(Object pointing dataset rows)
- - -
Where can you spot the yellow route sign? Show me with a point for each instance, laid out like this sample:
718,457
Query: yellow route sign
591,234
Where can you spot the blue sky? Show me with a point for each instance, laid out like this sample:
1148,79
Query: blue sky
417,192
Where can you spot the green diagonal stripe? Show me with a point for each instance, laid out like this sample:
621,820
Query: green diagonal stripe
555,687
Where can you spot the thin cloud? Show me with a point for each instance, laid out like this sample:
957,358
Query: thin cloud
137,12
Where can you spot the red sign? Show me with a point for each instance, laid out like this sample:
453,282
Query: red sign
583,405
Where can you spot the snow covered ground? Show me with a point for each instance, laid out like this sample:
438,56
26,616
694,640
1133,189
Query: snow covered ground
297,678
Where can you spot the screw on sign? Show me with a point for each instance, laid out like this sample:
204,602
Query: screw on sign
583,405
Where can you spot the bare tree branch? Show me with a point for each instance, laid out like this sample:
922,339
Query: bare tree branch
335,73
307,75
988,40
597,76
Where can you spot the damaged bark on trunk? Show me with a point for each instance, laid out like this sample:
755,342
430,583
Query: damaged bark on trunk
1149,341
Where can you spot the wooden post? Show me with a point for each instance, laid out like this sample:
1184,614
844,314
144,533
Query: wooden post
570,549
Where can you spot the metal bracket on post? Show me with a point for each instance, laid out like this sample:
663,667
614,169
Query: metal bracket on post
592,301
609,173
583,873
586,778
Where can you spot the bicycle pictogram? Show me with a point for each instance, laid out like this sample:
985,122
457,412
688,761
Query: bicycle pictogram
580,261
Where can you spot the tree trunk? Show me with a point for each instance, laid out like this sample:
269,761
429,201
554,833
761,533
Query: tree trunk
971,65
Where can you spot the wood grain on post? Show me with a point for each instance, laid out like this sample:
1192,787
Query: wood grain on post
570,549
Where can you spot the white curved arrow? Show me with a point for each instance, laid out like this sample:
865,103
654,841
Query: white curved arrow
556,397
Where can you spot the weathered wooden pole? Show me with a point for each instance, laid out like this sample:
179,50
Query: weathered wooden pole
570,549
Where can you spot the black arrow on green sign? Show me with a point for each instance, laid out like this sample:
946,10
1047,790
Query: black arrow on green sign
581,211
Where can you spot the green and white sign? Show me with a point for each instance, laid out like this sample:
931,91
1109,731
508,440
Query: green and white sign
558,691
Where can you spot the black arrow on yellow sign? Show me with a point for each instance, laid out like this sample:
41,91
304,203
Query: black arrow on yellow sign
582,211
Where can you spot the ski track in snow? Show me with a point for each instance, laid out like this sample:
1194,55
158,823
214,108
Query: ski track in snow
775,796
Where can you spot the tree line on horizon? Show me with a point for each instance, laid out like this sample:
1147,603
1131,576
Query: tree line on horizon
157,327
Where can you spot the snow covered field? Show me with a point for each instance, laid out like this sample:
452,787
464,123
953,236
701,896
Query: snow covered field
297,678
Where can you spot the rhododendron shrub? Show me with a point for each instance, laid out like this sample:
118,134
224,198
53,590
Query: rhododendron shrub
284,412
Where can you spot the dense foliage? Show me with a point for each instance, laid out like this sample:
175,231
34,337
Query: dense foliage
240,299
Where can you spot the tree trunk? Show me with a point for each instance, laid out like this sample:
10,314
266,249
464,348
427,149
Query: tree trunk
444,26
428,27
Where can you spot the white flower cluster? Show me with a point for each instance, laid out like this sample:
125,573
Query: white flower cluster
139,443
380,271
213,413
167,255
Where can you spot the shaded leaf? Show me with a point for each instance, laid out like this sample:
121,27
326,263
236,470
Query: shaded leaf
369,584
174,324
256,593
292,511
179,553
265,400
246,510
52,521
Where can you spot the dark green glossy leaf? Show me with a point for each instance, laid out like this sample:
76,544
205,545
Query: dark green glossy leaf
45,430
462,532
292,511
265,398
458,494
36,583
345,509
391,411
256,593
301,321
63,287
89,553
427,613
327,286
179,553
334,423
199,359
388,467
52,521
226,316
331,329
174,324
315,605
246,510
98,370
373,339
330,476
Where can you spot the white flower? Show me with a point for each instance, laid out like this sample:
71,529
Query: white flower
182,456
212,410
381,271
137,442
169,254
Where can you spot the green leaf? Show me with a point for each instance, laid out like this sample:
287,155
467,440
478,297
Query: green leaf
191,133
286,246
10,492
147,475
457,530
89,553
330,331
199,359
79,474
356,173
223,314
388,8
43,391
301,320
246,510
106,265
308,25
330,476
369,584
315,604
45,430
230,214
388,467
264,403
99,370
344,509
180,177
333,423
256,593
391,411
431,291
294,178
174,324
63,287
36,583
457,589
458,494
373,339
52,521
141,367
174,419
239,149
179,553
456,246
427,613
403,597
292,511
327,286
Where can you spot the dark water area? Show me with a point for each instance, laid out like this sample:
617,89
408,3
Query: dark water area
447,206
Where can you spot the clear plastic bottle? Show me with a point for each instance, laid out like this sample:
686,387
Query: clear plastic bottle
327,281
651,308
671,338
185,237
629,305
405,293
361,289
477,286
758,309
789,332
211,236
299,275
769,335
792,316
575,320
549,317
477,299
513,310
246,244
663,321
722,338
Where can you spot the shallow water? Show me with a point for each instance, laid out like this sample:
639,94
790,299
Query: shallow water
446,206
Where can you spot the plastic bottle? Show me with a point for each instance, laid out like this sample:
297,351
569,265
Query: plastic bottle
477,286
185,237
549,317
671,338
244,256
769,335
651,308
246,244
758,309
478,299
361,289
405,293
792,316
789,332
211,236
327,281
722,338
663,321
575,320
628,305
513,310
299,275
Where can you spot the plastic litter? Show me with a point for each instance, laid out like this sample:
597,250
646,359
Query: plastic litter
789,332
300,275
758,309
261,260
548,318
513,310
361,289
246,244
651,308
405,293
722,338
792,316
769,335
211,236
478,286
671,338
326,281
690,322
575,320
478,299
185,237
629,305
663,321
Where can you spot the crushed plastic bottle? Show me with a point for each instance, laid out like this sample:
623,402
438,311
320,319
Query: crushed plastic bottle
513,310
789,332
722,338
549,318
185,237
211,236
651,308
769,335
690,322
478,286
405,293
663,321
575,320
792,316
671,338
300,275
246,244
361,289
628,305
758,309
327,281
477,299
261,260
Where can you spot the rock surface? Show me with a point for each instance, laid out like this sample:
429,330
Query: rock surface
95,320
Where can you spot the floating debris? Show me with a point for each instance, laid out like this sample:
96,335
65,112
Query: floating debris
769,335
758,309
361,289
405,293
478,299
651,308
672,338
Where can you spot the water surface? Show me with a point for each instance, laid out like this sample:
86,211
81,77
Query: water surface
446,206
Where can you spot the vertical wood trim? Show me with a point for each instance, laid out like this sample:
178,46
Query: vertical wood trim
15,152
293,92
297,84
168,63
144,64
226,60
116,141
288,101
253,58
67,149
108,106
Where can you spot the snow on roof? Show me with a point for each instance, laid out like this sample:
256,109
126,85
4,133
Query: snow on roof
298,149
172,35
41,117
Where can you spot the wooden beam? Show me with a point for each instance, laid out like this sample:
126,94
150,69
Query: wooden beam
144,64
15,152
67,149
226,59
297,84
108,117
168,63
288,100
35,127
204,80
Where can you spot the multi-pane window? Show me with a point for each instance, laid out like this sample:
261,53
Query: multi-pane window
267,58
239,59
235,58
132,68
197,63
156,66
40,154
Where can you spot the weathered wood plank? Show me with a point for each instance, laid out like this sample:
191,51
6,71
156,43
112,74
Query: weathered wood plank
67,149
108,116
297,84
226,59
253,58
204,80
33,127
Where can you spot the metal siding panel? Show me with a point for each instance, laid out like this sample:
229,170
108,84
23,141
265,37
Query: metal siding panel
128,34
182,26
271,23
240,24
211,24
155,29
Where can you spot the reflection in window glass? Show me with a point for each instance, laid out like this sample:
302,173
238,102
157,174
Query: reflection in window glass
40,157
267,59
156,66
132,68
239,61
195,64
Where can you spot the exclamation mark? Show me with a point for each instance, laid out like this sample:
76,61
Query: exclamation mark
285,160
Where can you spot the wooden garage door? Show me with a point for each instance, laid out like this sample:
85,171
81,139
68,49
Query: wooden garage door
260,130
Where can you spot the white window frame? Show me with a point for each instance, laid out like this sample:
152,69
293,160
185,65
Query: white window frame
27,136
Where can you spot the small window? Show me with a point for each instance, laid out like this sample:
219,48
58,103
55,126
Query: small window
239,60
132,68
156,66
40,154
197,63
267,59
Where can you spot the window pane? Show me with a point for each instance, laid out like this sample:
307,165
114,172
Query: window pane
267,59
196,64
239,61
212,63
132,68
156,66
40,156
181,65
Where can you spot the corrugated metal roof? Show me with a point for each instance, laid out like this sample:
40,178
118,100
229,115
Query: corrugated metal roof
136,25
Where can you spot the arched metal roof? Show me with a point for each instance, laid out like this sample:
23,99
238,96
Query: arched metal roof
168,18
- - -
● **WHAT IS EXPECTED**: Give back exactly the lines from the one containing "Where can you spot the weathered wood plank?" to the end of the material, both ends included.

● **RESPONSE FOR THIS EXERCISE**:
Where can you spot the weathered wood plank? Show me with a point for each instance, laid out like this sample:
191,51
6,71
156,43
112,74
Query: weathered wood plank
67,149
108,116
297,84
226,59
253,58
204,80
33,127
Where can you spot the metal siding panel? Show me with a point for each instance, laid out like this sample:
229,170
108,84
23,141
265,37
Query: metal siding panel
128,34
182,26
271,23
240,24
211,24
155,29
Where can you spot the reflection in window glass? Show me with a point for each instance, laid out like this sample:
302,173
238,102
157,174
Query: reflection in window glass
40,157
267,59
156,66
132,68
239,61
195,64
Where can you spot the exclamation mark? Show me with a point for each instance, laid out like this sample:
76,61
Query: exclamation mark
285,160
Where can you spot the wooden garage door? Show me with a point for each instance, laid out like this sample:
85,171
81,139
68,49
Query: wooden garage door
260,130
Where can you spot the white window frame? Show me with a point for each instance, laid out like this sample:
152,69
293,160
185,65
Query: white window frame
27,136
Where can you spot the small window? Show me with a point for each instance, laid out like this sample:
219,48
58,103
55,126
Query: small window
239,60
132,68
156,66
40,154
197,63
267,59
Where can you spot the window pane? Show me with a point for each instance, laid out like this sample:
307,165
114,172
Query: window pane
267,59
196,64
239,61
212,63
132,68
156,66
40,156
181,65
Where can you spot the corrugated metal roof? Show me with a point for each instance, laid out like this sample:
40,178
118,100
229,115
Query: corrugated metal roof
136,25
Where can you spot the arched metal roof? Show me with a point for each instance, laid out like this sample:
23,99
238,96
Query: arched metal roof
168,18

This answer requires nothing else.